*** Block opens ***

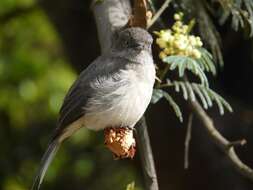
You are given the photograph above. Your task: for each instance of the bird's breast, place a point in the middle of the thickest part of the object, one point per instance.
(124, 106)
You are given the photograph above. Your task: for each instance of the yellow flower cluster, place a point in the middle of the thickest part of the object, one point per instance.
(177, 41)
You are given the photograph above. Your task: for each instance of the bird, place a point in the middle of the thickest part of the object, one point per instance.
(113, 91)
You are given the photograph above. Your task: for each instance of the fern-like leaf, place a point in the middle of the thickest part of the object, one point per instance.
(182, 63)
(206, 61)
(241, 12)
(205, 94)
(158, 94)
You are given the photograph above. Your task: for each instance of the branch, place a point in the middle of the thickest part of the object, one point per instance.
(187, 142)
(226, 146)
(159, 13)
(146, 155)
(111, 15)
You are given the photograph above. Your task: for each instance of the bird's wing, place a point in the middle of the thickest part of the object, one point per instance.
(101, 69)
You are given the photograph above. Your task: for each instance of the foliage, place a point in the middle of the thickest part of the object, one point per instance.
(181, 60)
(241, 12)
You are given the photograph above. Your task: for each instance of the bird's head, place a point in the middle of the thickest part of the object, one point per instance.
(133, 38)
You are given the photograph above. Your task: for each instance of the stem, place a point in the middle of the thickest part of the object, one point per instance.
(146, 155)
(159, 13)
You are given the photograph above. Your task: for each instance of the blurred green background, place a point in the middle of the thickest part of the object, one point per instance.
(44, 44)
(34, 77)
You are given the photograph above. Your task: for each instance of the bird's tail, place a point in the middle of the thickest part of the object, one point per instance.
(45, 162)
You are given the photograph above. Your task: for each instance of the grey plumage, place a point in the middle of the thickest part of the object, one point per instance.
(106, 93)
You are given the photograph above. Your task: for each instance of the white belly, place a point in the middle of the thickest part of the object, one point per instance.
(128, 108)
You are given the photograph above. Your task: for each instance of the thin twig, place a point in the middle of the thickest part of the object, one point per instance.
(159, 13)
(146, 156)
(187, 142)
(237, 143)
(221, 141)
(153, 9)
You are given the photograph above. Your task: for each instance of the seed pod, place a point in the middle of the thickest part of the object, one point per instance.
(120, 141)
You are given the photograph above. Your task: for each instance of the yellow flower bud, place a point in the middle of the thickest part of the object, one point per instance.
(196, 54)
(162, 55)
(177, 16)
(165, 35)
(161, 43)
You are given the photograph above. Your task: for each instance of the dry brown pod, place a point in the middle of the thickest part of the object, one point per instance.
(120, 141)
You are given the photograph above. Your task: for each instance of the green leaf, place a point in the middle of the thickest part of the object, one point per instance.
(183, 62)
(205, 94)
(156, 96)
(131, 186)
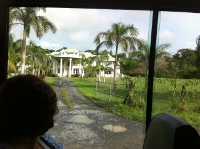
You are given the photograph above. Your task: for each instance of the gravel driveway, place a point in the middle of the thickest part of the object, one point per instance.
(88, 126)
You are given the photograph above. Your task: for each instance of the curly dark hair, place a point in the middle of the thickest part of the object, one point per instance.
(27, 106)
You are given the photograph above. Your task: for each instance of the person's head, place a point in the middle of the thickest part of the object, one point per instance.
(27, 106)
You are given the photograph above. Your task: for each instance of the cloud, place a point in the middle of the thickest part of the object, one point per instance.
(165, 34)
(46, 44)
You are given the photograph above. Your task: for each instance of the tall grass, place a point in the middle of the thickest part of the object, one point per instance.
(166, 91)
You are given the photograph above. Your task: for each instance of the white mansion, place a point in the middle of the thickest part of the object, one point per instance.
(68, 62)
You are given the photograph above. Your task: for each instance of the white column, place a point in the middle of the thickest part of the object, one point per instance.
(80, 68)
(70, 67)
(56, 66)
(61, 67)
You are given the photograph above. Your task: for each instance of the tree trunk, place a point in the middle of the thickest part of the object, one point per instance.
(23, 52)
(115, 69)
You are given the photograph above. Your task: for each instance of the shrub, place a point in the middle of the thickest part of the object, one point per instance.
(75, 75)
(53, 75)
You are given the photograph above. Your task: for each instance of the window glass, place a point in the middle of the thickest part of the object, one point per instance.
(80, 50)
(177, 73)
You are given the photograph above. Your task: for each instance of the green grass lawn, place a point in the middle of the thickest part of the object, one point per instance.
(51, 80)
(165, 91)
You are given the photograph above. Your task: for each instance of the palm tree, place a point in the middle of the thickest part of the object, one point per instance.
(99, 62)
(120, 35)
(14, 55)
(27, 16)
(39, 59)
(143, 53)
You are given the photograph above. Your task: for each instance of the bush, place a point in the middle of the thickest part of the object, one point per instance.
(53, 75)
(75, 75)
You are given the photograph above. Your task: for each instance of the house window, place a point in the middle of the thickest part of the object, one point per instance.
(108, 72)
(76, 71)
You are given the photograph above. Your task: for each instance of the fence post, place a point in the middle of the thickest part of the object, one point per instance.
(110, 91)
(96, 89)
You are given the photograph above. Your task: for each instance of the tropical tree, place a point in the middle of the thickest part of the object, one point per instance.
(120, 36)
(39, 60)
(185, 63)
(143, 53)
(14, 55)
(99, 62)
(28, 17)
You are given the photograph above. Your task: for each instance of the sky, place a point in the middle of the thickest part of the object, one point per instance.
(77, 28)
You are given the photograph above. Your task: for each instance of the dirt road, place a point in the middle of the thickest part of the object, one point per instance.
(88, 126)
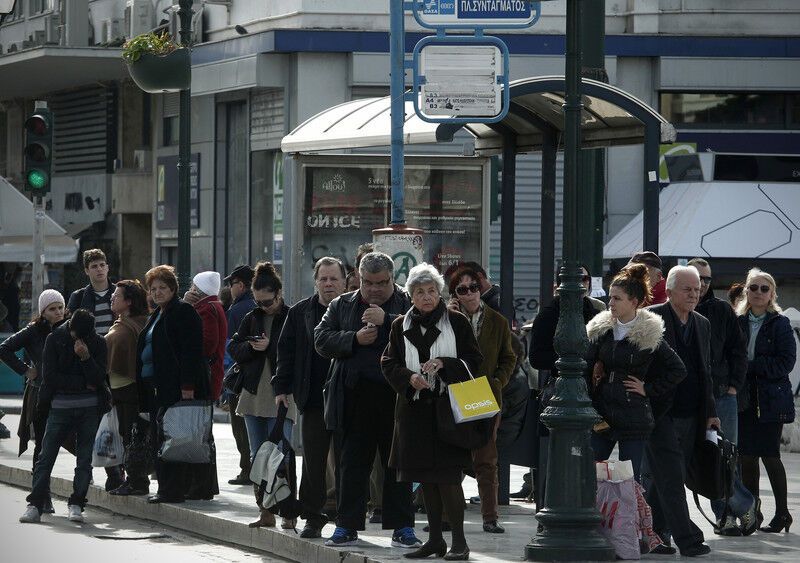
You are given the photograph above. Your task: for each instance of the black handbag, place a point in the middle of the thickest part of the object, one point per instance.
(466, 435)
(712, 469)
(234, 379)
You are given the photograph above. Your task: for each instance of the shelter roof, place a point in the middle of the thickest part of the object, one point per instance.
(610, 117)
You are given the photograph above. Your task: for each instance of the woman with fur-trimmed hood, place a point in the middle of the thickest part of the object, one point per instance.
(634, 371)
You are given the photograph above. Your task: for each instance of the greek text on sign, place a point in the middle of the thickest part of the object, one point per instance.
(460, 80)
(477, 13)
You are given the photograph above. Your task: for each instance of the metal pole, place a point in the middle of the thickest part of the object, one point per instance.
(184, 233)
(569, 516)
(397, 34)
(37, 269)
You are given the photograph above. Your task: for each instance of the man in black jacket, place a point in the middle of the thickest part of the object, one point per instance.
(75, 392)
(95, 297)
(301, 373)
(239, 281)
(360, 403)
(685, 420)
(728, 373)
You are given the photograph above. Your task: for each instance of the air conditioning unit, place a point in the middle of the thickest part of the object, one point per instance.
(139, 17)
(52, 29)
(112, 30)
(142, 160)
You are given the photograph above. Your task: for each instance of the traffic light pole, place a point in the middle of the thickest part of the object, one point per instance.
(184, 225)
(37, 264)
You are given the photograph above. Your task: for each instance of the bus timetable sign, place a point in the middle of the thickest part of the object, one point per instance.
(435, 14)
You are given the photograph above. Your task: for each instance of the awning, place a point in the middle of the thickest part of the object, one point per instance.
(16, 231)
(535, 103)
(755, 221)
(41, 70)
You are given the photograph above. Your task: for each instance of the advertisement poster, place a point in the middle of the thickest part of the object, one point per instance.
(344, 203)
(167, 192)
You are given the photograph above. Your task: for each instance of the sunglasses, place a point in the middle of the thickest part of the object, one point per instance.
(464, 289)
(755, 287)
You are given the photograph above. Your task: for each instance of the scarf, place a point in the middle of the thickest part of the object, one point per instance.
(443, 347)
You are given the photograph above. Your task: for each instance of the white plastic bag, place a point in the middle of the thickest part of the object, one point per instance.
(108, 448)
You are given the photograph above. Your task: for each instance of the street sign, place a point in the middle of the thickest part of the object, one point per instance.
(459, 79)
(472, 14)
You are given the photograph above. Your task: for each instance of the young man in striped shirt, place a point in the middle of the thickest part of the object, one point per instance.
(95, 297)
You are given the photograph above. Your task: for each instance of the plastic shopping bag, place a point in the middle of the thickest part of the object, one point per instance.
(611, 470)
(108, 447)
(472, 400)
(616, 502)
(185, 432)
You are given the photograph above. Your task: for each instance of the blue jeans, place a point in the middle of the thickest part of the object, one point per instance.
(741, 500)
(259, 429)
(632, 450)
(60, 423)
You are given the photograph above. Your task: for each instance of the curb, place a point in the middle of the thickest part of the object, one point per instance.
(287, 545)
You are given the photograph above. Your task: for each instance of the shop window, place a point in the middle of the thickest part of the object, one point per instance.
(735, 110)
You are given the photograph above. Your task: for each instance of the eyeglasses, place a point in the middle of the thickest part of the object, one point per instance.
(464, 289)
(755, 287)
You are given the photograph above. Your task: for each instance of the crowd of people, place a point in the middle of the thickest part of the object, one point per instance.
(362, 367)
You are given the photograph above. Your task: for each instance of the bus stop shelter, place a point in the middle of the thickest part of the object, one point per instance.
(535, 123)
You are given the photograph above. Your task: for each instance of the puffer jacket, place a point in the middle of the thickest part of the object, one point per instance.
(643, 354)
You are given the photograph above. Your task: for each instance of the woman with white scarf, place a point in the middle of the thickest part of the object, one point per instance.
(430, 347)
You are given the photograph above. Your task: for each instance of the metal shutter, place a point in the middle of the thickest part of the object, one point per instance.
(84, 131)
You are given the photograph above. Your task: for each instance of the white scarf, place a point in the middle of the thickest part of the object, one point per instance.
(443, 347)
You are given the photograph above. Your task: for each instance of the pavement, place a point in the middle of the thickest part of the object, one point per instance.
(225, 518)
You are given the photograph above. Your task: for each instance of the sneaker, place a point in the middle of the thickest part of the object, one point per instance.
(728, 527)
(76, 513)
(404, 537)
(342, 537)
(376, 517)
(31, 515)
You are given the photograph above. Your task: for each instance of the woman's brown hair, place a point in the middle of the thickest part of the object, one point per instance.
(133, 291)
(162, 273)
(635, 282)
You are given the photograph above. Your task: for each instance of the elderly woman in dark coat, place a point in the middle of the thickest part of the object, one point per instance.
(767, 394)
(430, 347)
(170, 368)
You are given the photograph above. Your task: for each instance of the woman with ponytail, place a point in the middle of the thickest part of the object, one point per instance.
(634, 371)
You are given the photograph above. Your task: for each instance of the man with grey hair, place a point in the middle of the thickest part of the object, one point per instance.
(728, 373)
(691, 411)
(359, 403)
(300, 376)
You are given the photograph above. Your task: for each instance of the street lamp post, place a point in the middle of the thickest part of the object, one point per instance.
(569, 516)
(184, 144)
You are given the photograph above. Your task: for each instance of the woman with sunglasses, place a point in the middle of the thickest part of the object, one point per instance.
(494, 340)
(255, 348)
(767, 394)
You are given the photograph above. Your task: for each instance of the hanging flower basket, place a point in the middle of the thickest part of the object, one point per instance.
(157, 64)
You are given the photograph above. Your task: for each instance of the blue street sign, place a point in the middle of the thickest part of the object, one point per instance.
(473, 14)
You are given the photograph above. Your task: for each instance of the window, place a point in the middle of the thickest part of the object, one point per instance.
(743, 110)
(172, 130)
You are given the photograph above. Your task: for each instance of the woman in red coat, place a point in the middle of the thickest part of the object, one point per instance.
(204, 297)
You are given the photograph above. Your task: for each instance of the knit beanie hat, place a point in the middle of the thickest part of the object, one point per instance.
(48, 297)
(208, 282)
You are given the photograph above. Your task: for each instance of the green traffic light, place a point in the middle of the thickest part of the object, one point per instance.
(37, 179)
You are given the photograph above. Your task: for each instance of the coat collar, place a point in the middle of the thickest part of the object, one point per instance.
(646, 333)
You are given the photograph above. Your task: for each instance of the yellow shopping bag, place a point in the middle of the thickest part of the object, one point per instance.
(472, 400)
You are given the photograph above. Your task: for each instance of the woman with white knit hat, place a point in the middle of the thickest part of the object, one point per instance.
(31, 340)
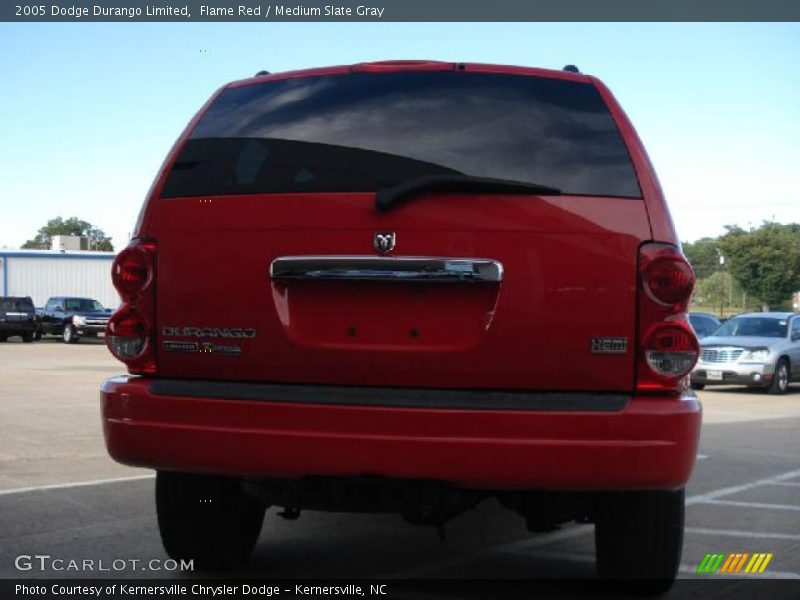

*** Block closes ***

## Task objective
Your reply must hold only the lines from the line containing "the yellow shopping" through the end of the records above, written out exactly, both ends included, with no pictures, please.

## The completed task
You are given the photograph above. Your task: for each instance of the yellow shopping bag, place a point in the middle of the thickest part of the object, one point per instance.
(472, 400)
You are given the photograph above. Your task: for each instance of the woman with white knit hat, place a point in the middle of the thickest part of the object, one point per instance.
(31, 340)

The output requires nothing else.